Given text ▸
------------
Google Friend Connect or GFC is a set of widgets or gadgets, as Google calls them, that you install on any website or blog site, in order to develop a community of users and fans on that site.
If you aren’t familiar with Google Friend Connect, it would be worthwhile to take several minutes right now to check out a CrunchBase blog post on Google Friend Connect or, if you prefer something much more terse, try the Wikipedia article on the same subject.
Here are ten of my personal Google Friend Connect observations:
- While the official Google Friend Connect instructions are not totally adequate, the GFC gadgets aren’t too difficult to install, at least not on a blog site sidebar.
- It happens infrequently that the Google Friend Connect gadgets can’t be installed on a website because of a script conflict. I haven’t found a way to work around this problem, but I’m still on the lookout for a solution.
- Once gadgets installed, visitors to your site begin joining, almost if by magic.
- As with Facebook pages, you can actually see who your members are and reach out to them if you choose.
------------
Objective ▸ Continue the Google Friend Connect text from its last observation onward.

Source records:
------------
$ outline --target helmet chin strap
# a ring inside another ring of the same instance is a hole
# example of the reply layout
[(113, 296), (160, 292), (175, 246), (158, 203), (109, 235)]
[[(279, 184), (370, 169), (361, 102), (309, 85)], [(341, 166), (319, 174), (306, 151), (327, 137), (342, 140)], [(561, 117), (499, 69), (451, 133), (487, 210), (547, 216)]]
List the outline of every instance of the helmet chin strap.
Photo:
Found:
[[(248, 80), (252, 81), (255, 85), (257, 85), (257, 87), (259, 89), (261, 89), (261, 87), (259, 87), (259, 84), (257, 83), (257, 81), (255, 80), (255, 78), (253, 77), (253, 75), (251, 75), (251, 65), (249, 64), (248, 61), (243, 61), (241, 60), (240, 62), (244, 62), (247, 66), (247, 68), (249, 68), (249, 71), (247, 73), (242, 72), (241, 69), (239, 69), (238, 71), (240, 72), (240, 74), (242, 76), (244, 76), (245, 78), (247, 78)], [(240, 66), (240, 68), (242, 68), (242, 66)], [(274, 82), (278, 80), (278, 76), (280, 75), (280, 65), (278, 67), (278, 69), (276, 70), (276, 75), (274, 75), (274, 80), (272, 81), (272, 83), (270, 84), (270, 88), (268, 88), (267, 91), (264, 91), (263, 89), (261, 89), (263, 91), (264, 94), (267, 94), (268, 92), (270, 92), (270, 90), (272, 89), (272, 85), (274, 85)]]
------------
Answer ▸
- The rate at which people join is lower than I would have expected, yet slow and steady, they do keep joining. I suspect that too few people understand what Google Friend Connect is.
- The single most valuable feature of Google Friend Connect is the website newsletter. Make sure you click the check box in the newsletter tab that reads: “Ask visitors to subscribe immediately after their first sign-in.” A high percentage of your site’s GFC members will elect to receive email updates from you.
- Another valuable feature of Google Friend Connect is member polling that helps you learn about your members and their preferences. You can download your data into a spreadsheet to analyze.
- The Google Friend Connect comment box enables members to have discussions with you and with each other. I’ve only installed it on blogs so far. Since visitors can comment on individual blog posts, I don’t feel that the gadget has added much to these sites. I’m looking forward to installing it on a site that has no blog in the very near future.
- If you log into Google sometimes using one account and other times using another, your Google Friend Connect membership may suffer a split personality. Unfortunately, there isn’t even a name yet for this disorder. GFC gives you so many ways to connect that you can easily become fragmented.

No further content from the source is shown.